• _EXERCISE DETAILS_:
Translate this sentence from the load testing primer into Spanish: "Load testing lets you find the breaking point on your schedule, in a controlled environment, with time to fix it."

Portal | Level: L1: Foundations | Topics: Load Testing | Domain: DevOps & Tooling

Load Testing — Primer¶

Why This Matters¶

Deploying code without load testing is flying blind. You discover your breaking point in production, during a real incident, with real customers. Load testing lets you find the breaking point on your schedule, in a controlled environment, with time to fix it. Beyond finding limits, it validates SLOs before launch, catches performance regressions in CI, and gives you confidence when traffic spikes.

Test Type Taxonomy¶

Different test types answer different questions. Use the wrong type and you get the wrong answer.

Test Type	Pattern	Duration	Goal
Load test	Constant or ramping to target load	10–30 min	Validate behavior at expected traffic
Stress test	Ramp past expected limits	30–60 min	Find the breaking point
Soak test	Sustained expected load	4–24 hours	Find memory leaks, connection pool exhaustion
Spike test	Instant jump to 10x normal	5–10 min	Validate autoscaling, circuit breakers
Breakpoint test	Slow ramp until failure	60–120 min	Determine exact capacity ceiling

Don't conflate them. A 5-minute load test won't catch a memory leak that manifests after 2 hours.

k6¶

Who made it: k6 was created by Load Impact (a Swedish performance testing company, founded 2010), which rebranded to Grafana k6 after Grafana Labs acquired them in 2021. The tool was open-sourced in 2017 and intentionally avoided JMeter's UI-heavy approach in favor of code-as-config.

k6 is the best tool for most teams. It's written in Go, scripts in JavaScript (ES6), produces clean metrics, and integrates natively with Grafana.

Basic Script Structure¶

import http from 'k6/http';
import { check, sleep } from 'k6';

export const options = {
  stages: [
    { duration: '2m', target: 50 },   // ramp up to 50 VUs over 2 minutes
    { duration: '5m', target: 50 },   // stay at 50 VUs
    { duration: '2m', target: 0 },    // ramp down
  ],
  thresholds: {
    http_req_duration: ['p(95)<500'],  // 95th percentile under 500ms
    http_req_failed: ['rate<0.01'],    // error rate under 1%
  },
};

export default function () {
  const res = http.get('https://api.example.com/health');

  check(res, {
    'status is 200': (r) => r.status === 200,
    'response time < 500ms': (r) => r.timings.duration < 500,
  });

  sleep(1);  // think time between requests
}

VUs vs Arrival Rate¶

This is one of the most important distinctions in k6.

VU-based (default): k6 maintains N virtual users, each executing the script loop as fast as possible. If your script has sleep(1), throughput ≈ N VUs / (response_time + sleep_time). Throughput varies with response time.

• _RECORDED DATA_:
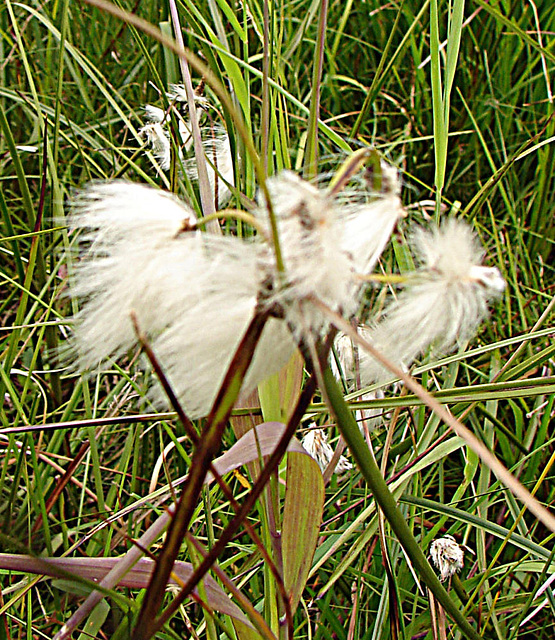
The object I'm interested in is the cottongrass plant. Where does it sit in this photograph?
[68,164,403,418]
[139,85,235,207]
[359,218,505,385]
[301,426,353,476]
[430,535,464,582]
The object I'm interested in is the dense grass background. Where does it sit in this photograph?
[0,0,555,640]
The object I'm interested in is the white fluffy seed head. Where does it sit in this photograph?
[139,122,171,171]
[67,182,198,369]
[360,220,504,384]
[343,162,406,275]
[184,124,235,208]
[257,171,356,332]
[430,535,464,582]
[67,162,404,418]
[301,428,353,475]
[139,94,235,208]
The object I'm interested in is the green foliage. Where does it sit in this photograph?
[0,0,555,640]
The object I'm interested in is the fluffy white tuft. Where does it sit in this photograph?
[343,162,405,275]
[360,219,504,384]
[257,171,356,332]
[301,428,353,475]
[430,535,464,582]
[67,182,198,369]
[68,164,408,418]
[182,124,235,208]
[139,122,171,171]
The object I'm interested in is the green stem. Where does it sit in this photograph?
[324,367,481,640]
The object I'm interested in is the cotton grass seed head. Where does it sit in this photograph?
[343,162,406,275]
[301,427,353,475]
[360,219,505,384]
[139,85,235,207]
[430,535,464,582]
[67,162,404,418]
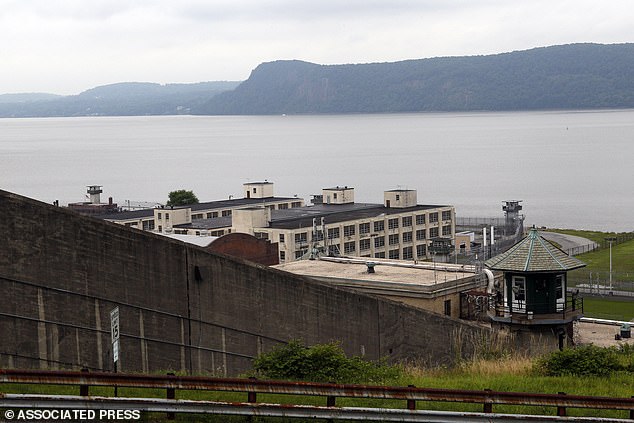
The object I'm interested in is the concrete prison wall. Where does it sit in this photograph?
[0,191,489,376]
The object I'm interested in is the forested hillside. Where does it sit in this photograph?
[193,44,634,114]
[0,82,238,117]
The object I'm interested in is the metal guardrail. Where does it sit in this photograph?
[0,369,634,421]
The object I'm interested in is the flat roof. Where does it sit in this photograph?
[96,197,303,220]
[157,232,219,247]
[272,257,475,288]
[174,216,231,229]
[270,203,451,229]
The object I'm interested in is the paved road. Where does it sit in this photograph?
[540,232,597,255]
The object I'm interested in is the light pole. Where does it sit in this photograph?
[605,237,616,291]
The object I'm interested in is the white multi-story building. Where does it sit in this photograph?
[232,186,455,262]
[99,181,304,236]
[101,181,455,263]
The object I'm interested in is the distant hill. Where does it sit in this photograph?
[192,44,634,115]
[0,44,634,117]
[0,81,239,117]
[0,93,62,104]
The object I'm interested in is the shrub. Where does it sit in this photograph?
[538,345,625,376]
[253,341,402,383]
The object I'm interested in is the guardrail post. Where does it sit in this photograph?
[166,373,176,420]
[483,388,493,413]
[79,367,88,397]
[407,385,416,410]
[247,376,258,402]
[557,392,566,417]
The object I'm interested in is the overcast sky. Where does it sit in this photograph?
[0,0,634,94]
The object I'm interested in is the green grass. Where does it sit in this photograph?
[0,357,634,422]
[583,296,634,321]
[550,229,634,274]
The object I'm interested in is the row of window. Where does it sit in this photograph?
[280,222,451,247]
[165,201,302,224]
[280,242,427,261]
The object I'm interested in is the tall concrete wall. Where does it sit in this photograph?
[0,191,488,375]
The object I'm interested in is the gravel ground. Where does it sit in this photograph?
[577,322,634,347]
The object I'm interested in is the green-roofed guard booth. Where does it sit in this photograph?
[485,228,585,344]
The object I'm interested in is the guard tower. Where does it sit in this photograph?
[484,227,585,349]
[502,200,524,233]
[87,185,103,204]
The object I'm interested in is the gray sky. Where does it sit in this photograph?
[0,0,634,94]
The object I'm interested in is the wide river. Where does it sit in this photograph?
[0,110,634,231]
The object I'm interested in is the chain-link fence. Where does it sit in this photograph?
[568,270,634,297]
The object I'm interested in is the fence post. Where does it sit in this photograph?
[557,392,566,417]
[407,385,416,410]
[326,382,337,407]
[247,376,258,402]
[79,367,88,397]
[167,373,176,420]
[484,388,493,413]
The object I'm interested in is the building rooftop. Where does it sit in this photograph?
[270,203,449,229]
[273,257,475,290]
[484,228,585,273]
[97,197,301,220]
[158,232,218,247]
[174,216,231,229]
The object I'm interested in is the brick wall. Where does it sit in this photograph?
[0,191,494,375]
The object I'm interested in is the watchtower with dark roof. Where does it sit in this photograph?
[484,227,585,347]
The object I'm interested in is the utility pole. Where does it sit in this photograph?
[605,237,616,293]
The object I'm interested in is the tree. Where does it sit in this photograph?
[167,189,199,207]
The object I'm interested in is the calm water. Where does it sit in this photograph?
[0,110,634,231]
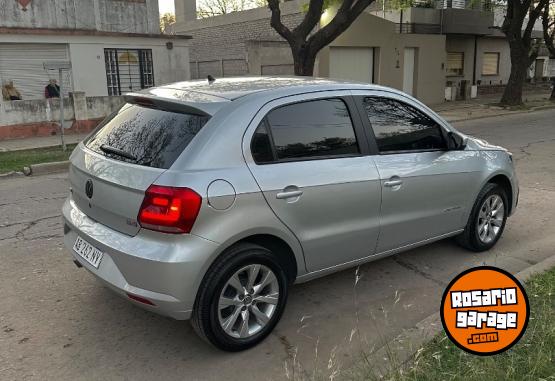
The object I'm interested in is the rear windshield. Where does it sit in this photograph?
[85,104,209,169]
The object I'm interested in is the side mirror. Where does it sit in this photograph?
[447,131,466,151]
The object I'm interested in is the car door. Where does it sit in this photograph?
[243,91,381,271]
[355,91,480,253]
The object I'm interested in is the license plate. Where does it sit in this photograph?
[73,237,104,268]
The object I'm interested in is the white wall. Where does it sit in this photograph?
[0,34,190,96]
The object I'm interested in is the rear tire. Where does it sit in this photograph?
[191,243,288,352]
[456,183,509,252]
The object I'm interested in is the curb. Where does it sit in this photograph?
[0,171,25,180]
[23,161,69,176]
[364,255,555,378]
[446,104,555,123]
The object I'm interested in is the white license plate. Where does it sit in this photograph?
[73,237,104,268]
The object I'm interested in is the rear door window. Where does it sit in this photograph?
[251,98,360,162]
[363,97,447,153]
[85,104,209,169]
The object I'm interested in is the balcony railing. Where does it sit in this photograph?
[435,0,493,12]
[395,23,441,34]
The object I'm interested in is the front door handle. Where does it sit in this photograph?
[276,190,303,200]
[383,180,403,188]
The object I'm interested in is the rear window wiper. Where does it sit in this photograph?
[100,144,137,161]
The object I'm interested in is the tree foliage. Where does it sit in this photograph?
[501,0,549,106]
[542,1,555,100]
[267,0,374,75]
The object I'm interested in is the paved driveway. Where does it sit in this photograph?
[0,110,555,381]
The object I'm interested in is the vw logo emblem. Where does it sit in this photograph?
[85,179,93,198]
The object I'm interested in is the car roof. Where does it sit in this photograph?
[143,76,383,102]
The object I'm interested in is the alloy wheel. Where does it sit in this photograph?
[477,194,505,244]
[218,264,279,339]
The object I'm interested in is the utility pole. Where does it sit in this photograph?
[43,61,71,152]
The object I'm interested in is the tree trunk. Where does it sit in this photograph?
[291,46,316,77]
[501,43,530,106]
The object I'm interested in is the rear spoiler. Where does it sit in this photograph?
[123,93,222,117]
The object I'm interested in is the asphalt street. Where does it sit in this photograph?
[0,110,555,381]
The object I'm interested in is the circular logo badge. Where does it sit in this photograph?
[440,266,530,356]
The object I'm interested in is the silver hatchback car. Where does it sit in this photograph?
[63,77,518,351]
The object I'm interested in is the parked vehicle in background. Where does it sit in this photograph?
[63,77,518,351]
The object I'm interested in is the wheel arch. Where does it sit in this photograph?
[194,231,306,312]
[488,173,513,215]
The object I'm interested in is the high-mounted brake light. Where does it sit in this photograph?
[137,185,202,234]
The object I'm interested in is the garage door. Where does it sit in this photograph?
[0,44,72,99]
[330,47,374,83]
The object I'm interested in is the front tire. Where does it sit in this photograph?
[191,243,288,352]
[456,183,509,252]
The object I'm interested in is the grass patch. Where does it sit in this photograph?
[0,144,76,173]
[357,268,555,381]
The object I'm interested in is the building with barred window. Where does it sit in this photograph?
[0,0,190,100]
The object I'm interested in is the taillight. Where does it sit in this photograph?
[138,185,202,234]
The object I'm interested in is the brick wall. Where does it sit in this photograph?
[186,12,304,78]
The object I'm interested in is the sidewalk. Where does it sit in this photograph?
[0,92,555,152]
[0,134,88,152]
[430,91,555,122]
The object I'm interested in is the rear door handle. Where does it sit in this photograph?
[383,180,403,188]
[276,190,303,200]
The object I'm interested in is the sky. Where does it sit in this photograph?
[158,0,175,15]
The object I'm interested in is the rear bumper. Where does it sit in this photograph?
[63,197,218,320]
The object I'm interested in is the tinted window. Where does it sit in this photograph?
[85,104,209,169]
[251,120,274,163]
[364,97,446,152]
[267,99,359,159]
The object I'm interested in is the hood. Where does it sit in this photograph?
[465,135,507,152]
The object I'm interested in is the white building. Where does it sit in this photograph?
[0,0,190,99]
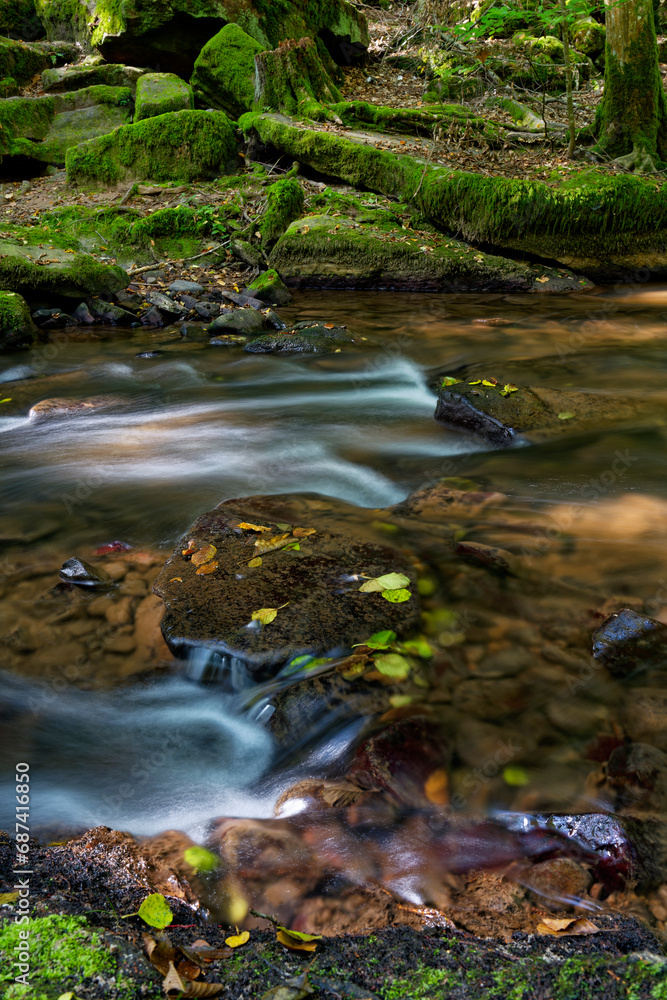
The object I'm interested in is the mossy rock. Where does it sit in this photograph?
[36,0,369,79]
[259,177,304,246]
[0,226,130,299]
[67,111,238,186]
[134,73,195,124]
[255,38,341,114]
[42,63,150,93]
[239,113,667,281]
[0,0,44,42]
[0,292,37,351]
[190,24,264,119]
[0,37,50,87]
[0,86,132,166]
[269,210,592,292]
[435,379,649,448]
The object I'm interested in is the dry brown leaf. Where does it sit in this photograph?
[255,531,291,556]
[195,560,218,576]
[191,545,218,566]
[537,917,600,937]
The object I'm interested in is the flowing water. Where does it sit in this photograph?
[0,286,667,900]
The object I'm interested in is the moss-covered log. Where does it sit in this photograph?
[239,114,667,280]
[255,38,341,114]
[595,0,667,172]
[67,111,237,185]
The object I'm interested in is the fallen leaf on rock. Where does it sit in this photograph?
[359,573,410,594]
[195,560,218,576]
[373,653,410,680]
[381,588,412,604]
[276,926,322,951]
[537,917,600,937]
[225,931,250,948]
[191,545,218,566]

• _COMPLETE ANSWER_:
Las pruebas de carga te permiten encontrar el punto de quiebre según tu propio calendario, en un entorno controlado y con tiempo para corregirlo.